Сергей Фогель: В 1941-м мне исполнилось 10 лет, я был, как все дети, шаловливым, в меру непослушным. Мне казалось, что такая жизнь будет всегда. Мы жили на Васильевском острове в Ленинграде.
Папа был военным, мама - самый добрый человек на земле, красавица. Я старший брат, у меня две сестрёнки - четырёхлетняя Мариночка и малышка Галя, которой всего годик. А ещё с нами жила бабушка, которая пекла самые вкусные на свете пирожки с капустой. Мы были счастливы.
Когда Ленинград оказался в блокадном кольце, папа уже был на фронте, и я остался в доме единственным мужчиной. Сейчас это звучит, может быть, и смешно, но тогда я всерьёз считал себя ответственным за маму и сестрёнок.
Самые страшные воспоминания связаны с зимой 1941-42 гг. Всё время было очень холодно и хотелось есть, морозы стояли жгучие, а ежедневная норма хлеба была 125 граммов. Это совсем небольшой кусочек. Попробуйте, отрежьте от буханки, взвесьте на кухонных весах и посмотрите! Я точно помню, как выглядит этот спасительный кусочек...
- Вы всё равно оставались ребёнком. Дети в блокадном Ленинграде играли в обычные ребячьи игры? Или беда заставила вас стать взрослыми?
- Сначала мы продолжали жить своей детской жизнью: встречались во дворе, бегали, играли. Но очень скоро на бег сил не осталось...
Моей обязанностью в семье было отоварить хлебные карточки. Это было, пожалуй, самое важное дело, от этого зависела наша жизнь. Хвост очереди стоял на улице, на ветру, на морозе, всем хотелось поскорее попасть в магазин, согреться.
Воду дома отключили, и мне приходилось с бидончиком отправляться к проруби на Неве. И здесь тоже была очередь. Многие обессилели, еле ходили, они медленно кружками наливали свои бидончики. А как не обессилеть? Помню, мама варила огромную кастрюлю «супа», в котором, кроме воды, была маленькая горсточка пшена...
Но налить воды, выстояв очередь, - это полдела. Потом надо было по обледеневшим ступеням подняться на набережную, не разлить воду. Когда разливал, приходилось возвращаться.
Ленинград постоянно подвергался артобстрелам и бомбёжкам. Мы, мальчишки, помогали тушить бомбы-«зажигалки» на чердаках. Боялись? Нет, не боялись, но и погибать не хотелось. Мы мечтали попасть на фронт. Понимали, что детство закончилось, - чтобы жили наши матери, сёстры, мы должны стать серьёзными и сильными.
Попал в кинохронику
- Вы часто показываете школьникам свою фотографию, сделанную в блокадном Ленинграде. Что это за снимок?
- Из Ленинграда наша семья эвакуировалась весной 1942 года. Младшая сестрёнка блокаду не пережила - слишком слабенькая была, слишком маленькая. Я старался не показывать другим, как тяжела для меня эта потеря. Сестрёнку Мариночку я теперь пытался оберегать ещё больше - делился хлебными крошками, хотя самому есть хотелось до потемнения в глазах.

_ _ _

**ЗАДАНИЕ 1**
Перечисли всех родных Сергея Фогеля, которых он называет в отрывке о блокадном Ленинграде выше.

**СОХРАНЁННЫЕ ЗАПИСИ**

_ _ _

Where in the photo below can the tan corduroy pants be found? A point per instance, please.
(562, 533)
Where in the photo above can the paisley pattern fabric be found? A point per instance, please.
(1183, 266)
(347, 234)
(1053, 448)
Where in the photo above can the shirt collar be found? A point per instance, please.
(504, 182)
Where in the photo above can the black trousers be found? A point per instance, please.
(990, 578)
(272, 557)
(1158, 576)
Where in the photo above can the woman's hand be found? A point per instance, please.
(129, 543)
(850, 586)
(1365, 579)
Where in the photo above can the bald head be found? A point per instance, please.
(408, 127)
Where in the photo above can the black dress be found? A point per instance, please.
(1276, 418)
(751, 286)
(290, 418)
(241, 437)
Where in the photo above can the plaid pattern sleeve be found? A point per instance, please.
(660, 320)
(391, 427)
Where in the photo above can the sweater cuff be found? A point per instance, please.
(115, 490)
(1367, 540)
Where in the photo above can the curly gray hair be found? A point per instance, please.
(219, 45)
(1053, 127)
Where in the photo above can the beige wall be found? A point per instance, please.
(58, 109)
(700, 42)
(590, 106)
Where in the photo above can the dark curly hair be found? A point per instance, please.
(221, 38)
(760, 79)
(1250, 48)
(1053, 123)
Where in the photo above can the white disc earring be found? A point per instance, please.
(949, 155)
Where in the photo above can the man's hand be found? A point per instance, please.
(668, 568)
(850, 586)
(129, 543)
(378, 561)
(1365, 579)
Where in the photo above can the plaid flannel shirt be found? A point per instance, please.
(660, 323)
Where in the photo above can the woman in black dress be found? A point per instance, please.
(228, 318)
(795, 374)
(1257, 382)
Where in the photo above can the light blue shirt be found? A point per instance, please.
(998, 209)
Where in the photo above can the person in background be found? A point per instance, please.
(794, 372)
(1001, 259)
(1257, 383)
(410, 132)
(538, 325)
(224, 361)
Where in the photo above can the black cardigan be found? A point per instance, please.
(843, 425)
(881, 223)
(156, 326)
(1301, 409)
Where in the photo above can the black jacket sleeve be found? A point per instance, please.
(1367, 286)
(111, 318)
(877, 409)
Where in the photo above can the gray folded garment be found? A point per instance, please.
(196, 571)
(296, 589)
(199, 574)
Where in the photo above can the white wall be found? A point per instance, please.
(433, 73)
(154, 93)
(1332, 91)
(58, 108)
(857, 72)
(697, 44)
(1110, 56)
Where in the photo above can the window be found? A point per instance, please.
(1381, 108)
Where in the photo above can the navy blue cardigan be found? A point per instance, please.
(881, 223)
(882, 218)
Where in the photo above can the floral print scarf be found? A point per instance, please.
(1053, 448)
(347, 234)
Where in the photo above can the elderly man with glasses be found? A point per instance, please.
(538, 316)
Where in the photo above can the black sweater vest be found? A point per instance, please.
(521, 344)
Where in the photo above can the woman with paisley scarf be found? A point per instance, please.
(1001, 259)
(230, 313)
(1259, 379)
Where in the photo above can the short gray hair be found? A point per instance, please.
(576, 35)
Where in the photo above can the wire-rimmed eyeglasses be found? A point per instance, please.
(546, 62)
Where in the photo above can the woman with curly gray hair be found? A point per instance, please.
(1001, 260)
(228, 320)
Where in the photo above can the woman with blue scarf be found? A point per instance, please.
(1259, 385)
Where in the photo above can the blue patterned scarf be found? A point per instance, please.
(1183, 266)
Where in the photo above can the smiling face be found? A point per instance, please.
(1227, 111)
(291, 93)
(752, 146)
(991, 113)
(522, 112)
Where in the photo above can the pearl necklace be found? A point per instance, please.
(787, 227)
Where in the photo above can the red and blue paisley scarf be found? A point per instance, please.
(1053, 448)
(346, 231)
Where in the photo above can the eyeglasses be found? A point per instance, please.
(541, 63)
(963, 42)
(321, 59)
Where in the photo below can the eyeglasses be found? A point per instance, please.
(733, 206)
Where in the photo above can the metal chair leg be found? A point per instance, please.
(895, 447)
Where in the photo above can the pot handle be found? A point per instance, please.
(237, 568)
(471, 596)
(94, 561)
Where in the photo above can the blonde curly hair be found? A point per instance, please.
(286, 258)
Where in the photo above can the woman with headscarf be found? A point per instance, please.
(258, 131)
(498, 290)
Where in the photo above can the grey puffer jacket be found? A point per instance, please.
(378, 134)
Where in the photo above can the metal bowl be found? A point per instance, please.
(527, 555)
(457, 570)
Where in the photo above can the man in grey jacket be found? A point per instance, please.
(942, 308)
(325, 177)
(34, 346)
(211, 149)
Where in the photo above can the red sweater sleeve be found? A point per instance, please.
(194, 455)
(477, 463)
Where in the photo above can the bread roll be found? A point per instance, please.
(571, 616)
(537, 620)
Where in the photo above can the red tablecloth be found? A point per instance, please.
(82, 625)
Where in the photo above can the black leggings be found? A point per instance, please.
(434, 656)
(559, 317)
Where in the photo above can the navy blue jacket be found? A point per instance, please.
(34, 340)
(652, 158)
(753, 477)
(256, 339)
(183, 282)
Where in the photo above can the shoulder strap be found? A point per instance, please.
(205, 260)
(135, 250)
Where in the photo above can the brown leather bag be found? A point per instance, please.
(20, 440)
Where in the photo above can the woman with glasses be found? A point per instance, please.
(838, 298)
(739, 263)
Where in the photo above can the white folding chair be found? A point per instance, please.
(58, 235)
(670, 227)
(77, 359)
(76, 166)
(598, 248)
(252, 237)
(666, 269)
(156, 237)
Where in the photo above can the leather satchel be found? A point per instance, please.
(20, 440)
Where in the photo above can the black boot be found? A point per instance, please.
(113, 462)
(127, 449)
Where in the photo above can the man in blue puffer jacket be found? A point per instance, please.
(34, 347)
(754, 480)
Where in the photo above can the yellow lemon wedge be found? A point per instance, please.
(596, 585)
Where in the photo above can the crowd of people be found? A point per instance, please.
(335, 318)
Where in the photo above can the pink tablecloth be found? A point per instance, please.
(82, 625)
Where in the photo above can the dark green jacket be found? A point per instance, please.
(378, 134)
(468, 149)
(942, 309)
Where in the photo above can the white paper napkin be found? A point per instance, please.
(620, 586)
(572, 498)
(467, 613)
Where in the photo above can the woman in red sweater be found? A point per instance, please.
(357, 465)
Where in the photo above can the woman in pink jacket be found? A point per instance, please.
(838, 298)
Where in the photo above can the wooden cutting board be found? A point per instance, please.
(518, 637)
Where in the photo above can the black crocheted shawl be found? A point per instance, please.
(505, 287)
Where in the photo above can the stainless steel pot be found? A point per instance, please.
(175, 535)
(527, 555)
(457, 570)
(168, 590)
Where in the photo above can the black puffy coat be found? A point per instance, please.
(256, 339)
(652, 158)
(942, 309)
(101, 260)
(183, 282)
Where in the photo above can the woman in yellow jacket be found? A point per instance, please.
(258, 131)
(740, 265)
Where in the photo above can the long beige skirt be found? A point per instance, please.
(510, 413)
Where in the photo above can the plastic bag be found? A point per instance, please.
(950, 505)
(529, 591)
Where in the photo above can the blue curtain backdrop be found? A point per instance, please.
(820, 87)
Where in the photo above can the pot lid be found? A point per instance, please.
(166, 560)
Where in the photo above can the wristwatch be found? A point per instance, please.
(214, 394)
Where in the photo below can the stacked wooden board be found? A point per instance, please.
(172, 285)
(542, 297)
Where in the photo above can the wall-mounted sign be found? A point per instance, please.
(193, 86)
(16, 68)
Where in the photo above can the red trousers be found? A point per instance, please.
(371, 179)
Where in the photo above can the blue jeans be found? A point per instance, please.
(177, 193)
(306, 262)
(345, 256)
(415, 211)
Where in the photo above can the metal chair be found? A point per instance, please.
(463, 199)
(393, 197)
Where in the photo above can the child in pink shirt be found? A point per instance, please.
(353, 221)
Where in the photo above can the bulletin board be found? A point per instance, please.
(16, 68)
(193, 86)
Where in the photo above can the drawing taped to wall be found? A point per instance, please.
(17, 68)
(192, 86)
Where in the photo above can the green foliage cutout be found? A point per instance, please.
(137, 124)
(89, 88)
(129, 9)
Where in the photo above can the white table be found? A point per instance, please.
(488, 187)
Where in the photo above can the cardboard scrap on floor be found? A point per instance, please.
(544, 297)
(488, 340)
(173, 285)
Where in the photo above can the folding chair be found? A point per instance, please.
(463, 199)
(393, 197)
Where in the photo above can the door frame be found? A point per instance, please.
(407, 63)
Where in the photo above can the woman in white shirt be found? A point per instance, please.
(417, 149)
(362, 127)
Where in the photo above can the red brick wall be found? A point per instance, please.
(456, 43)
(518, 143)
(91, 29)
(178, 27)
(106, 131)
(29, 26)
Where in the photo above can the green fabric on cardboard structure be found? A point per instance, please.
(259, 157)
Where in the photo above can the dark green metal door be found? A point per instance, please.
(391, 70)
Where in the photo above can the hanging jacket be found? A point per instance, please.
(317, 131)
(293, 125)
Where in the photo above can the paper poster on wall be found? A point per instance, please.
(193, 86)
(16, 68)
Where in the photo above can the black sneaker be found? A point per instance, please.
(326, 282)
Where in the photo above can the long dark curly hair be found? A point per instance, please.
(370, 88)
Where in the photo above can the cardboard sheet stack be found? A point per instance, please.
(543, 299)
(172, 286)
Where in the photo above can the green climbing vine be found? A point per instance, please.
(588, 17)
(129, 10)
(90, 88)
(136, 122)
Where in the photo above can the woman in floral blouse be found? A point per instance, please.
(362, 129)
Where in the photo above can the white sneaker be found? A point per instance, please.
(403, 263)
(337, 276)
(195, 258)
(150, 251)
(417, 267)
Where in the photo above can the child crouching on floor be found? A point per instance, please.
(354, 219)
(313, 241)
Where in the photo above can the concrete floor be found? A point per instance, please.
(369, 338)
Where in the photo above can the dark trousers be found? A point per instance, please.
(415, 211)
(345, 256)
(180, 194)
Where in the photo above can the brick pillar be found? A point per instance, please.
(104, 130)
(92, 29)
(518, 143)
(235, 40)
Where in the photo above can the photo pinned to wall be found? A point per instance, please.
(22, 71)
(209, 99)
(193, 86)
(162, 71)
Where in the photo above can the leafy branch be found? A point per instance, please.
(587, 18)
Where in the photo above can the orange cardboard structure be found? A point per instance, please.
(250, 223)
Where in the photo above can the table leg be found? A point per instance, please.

_ _ _

**ЗАДАНИЕ 2**
Собери из записей выше все строки, где встречается слово «below».

**ПОЛНЫЙ ОТВЕТ 1**
Папа, мама, сестрёнка Мариночка, младшая сестрёнка Галя и бабушка.

**ПОЛНЫЙ ОТВЕТ 2**
Where in the photo below can the tan corduroy pants be found? A point per instance, please.
Where in the photo below can the eyeglasses be found? A point per instance, please.
Where in the photo below can the stacked wooden board be found? A point per instance, please.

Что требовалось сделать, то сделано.